Backplate: The back panel houses the interface leads for several PCB boards; almost all interfaces are routed from the back. If the I/O expansion board has a new interface design, this backplate will need to be modified.


Left Side Panel: A left side panel is designed for convenient installation of the internal hard drive. Remove the top cover, pull the left side panel upwards to install the hard drive, without disassembling the entire casing.


Right Side Panel: For future firmware upgrades and development, the buttons and tri-color indicator lights from the Taishanpai are retained. The button and light pillars are mounted on the right side panel; simply insert the right side panel from top to bottom during installation.


Top Cover: Because of the built-in Wi-Fi antenna, the top cover uses an acrylic panel, which also allows for easy labeling. The top cover provides a Type-C USB port and a headphone jack.


Base: The base secures the internal cooling fan and the entire PCB board, and the recessed center houses the speaker, with sound emanating from the bottom.

● JOB 1:
According to the enclosure description, why does the top cover use an acrylic panel?
The text and the records have nothing to do with each other.

Image annotation data

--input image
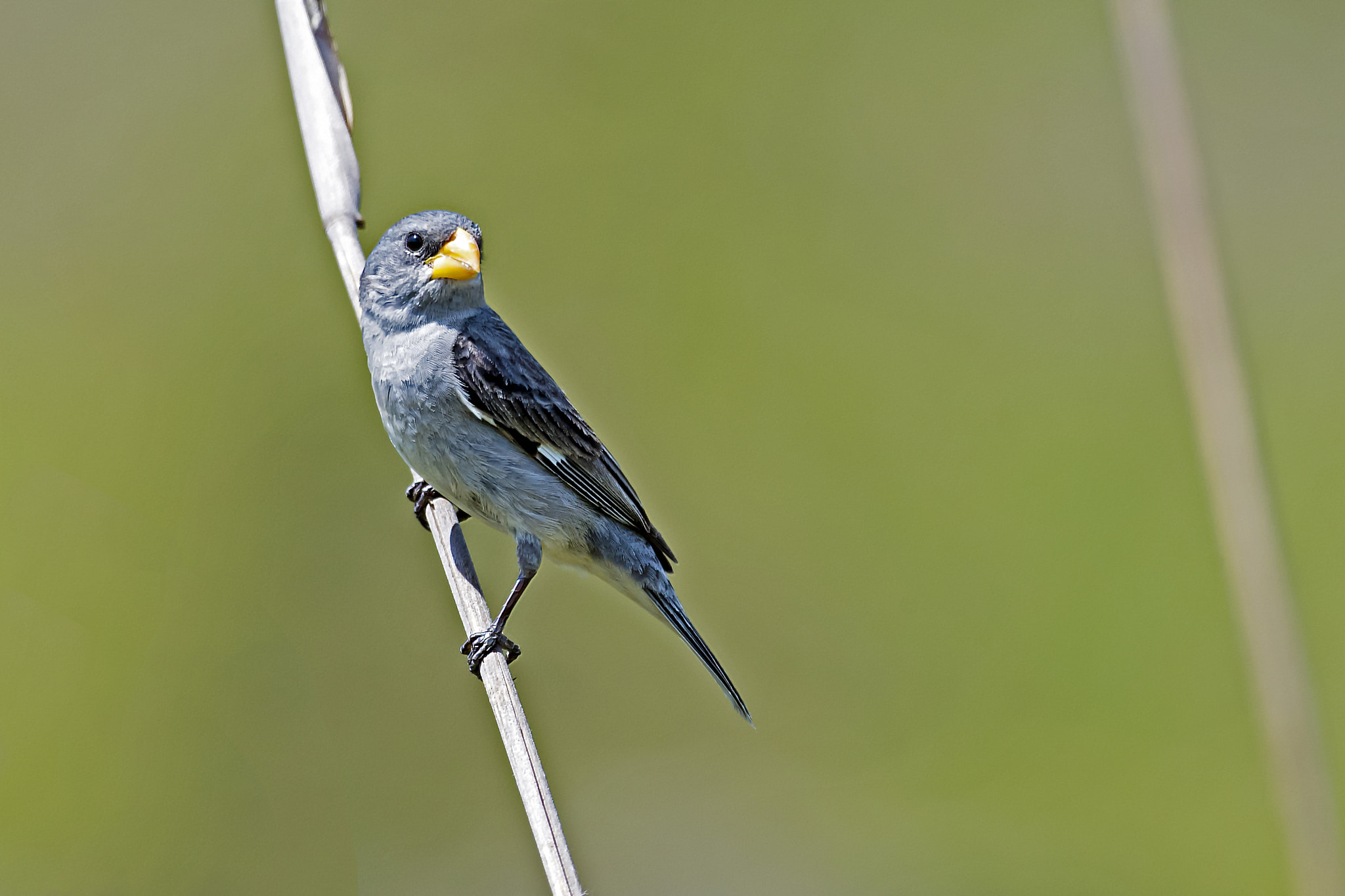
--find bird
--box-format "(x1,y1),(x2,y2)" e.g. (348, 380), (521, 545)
(359, 211), (752, 723)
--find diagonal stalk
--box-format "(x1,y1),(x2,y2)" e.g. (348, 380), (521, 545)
(276, 0), (584, 896)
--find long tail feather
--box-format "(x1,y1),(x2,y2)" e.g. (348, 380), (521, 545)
(644, 587), (752, 724)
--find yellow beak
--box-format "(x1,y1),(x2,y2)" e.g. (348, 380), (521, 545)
(425, 227), (481, 280)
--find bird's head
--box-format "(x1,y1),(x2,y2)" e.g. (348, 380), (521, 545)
(359, 211), (485, 324)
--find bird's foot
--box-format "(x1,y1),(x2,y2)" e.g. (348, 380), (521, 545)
(406, 480), (444, 532)
(458, 629), (523, 678)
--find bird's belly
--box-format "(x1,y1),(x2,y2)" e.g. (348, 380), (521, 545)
(374, 373), (593, 555)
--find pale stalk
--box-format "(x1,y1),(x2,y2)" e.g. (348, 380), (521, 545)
(1113, 0), (1345, 896)
(276, 0), (583, 896)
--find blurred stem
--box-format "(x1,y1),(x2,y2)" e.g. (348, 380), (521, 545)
(276, 0), (583, 896)
(1113, 0), (1345, 896)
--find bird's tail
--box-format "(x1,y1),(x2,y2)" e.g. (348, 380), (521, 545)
(642, 579), (752, 724)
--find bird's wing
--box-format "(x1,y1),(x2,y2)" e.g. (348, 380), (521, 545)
(453, 309), (676, 571)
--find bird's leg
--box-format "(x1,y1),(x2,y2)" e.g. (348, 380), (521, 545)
(406, 480), (472, 532)
(461, 533), (542, 678)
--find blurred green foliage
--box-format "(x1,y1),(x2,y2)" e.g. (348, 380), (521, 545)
(0, 0), (1345, 896)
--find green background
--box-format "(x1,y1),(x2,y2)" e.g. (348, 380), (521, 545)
(0, 0), (1345, 896)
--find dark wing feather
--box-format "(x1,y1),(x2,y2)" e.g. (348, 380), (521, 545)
(453, 309), (676, 571)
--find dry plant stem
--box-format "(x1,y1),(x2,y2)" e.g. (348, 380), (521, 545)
(425, 498), (583, 896)
(1113, 0), (1345, 896)
(276, 0), (583, 896)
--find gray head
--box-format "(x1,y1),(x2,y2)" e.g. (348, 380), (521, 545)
(359, 211), (485, 329)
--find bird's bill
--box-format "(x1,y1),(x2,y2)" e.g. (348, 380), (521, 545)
(425, 227), (481, 280)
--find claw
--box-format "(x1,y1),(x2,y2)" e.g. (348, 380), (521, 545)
(406, 480), (444, 532)
(458, 630), (523, 678)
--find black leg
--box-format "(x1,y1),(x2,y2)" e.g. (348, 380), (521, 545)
(406, 480), (444, 532)
(460, 570), (537, 678)
(406, 480), (472, 532)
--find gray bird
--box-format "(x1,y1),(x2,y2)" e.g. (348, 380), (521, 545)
(359, 211), (751, 721)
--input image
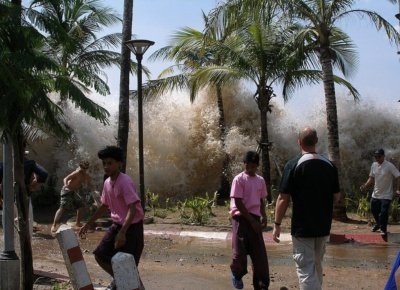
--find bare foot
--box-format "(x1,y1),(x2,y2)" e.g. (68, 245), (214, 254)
(51, 224), (58, 234)
(72, 224), (83, 231)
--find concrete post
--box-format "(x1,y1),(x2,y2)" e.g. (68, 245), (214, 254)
(111, 252), (144, 290)
(56, 225), (94, 290)
(0, 143), (20, 289)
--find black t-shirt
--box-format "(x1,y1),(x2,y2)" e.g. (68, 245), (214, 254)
(279, 153), (339, 237)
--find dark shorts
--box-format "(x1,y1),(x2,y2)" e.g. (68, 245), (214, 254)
(60, 189), (85, 212)
(93, 221), (144, 265)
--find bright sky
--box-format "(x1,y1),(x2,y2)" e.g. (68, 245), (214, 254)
(24, 0), (400, 114)
(96, 0), (400, 115)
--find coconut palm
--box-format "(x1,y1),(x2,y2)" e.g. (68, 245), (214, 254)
(290, 0), (400, 168)
(26, 0), (121, 123)
(0, 1), (67, 289)
(146, 14), (236, 198)
(117, 0), (133, 172)
(288, 0), (400, 220)
(202, 0), (358, 201)
(0, 0), (124, 289)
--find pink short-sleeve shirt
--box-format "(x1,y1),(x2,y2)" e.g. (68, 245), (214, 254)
(101, 172), (144, 225)
(229, 172), (267, 216)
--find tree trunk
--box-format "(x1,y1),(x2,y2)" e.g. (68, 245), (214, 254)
(257, 81), (272, 202)
(216, 85), (230, 199)
(117, 0), (133, 172)
(11, 0), (33, 290)
(12, 127), (33, 290)
(320, 48), (348, 221)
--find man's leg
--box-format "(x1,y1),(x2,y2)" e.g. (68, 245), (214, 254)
(51, 207), (64, 233)
(249, 232), (270, 290)
(371, 197), (381, 227)
(230, 217), (250, 280)
(292, 236), (322, 290)
(315, 236), (329, 285)
(379, 199), (391, 233)
(75, 207), (86, 228)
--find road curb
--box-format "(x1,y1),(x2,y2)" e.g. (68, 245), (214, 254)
(144, 230), (390, 244)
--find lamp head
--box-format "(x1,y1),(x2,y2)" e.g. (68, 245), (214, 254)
(125, 39), (154, 56)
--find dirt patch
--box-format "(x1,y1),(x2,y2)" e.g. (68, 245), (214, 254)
(22, 206), (400, 290)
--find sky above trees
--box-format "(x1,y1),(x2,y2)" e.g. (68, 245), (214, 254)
(25, 0), (400, 116)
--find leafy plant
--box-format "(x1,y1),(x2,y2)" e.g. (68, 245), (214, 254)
(177, 192), (218, 225)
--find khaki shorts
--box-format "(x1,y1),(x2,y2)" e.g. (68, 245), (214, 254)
(60, 188), (85, 211)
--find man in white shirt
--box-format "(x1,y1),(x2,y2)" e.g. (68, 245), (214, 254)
(360, 149), (400, 236)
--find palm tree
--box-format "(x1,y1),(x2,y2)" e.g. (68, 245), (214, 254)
(146, 14), (234, 198)
(288, 0), (400, 220)
(290, 0), (400, 168)
(0, 0), (124, 289)
(0, 1), (66, 289)
(26, 0), (121, 120)
(117, 0), (133, 172)
(202, 0), (358, 202)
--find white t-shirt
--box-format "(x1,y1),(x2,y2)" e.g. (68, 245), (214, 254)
(369, 160), (400, 200)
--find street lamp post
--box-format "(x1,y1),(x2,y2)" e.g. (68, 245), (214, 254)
(125, 39), (154, 210)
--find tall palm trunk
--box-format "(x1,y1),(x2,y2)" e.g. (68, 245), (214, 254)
(320, 48), (348, 221)
(12, 127), (33, 290)
(216, 85), (230, 199)
(257, 82), (273, 201)
(11, 0), (33, 290)
(117, 0), (133, 172)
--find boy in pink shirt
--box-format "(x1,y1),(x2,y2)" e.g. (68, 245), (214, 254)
(230, 151), (270, 290)
(79, 146), (144, 289)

● JOB 2:
In the records, edit the lines starting with the line with "--find blurred stem" and going on through the line with "(72, 224), (83, 231)", replacing "gray" with "slate" and leaving everything else unchanged. Give back only those lines, without the pictures.

● TASK SOLUTION 1:
Because of the built-in Wi-Fi antenna.

● TASK SOLUTION 2:
--find blurred stem
--box-format "(x1,y1),(x2,y2)" e.g. (348, 380), (521, 545)
(276, 0), (583, 896)
(1113, 0), (1345, 896)
--find bird's tail
--box-format "(x1,y1),(x2,y2)" e.g. (348, 380), (521, 545)
(642, 579), (752, 724)
--find bird's wing
--box-format "(x1,y1),(x2,y2)" e.g. (348, 380), (521, 545)
(453, 309), (676, 571)
--find bird's leg
--box-format "(x1,y1),(x2,y2)" e.g. (348, 380), (521, 545)
(406, 480), (472, 532)
(461, 533), (542, 678)
--find blurred green foliage
--box-format "(x1,y1),(x2,y2)" e.g. (348, 380), (521, 545)
(0, 0), (1345, 896)
--find green background
--box-format "(x1,y1),(x2,y2)" e.g. (348, 380), (521, 545)
(0, 0), (1345, 896)
--find dark wing feather
--box-format "(x1,y1),(x2,y2)" e.g. (348, 380), (521, 545)
(453, 309), (676, 571)
--find dry plant stem
--box-format "(x1,y1),(x2,y2)" e.g. (348, 380), (521, 545)
(425, 498), (583, 896)
(1113, 0), (1345, 896)
(276, 0), (583, 896)
--find slate head
--box-format "(x1,y1),(x2,y2)" e.g. (348, 380), (521, 545)
(359, 211), (485, 329)
--find bird's bill
--box-format "(x1,y1),(x2,y2)" e.g. (348, 380), (521, 545)
(425, 227), (481, 280)
--find claw
--box-format "(x1,y1),(x2,y2)" e.g. (348, 380), (521, 545)
(406, 480), (444, 532)
(458, 630), (523, 678)
--find black leg
--box-format "(x1,y1),(x2,y2)" e.g. (348, 380), (521, 545)
(406, 480), (444, 532)
(460, 570), (537, 678)
(406, 480), (472, 532)
--find slate bird
--box-format "(x1,y1),(x2,y2)" e.g. (348, 380), (521, 545)
(359, 211), (751, 721)
--input image
--find bare foot
--box-format "(x1,y1),(x2,y2)" e.g. (68, 245), (214, 254)
(51, 224), (58, 234)
(72, 224), (83, 231)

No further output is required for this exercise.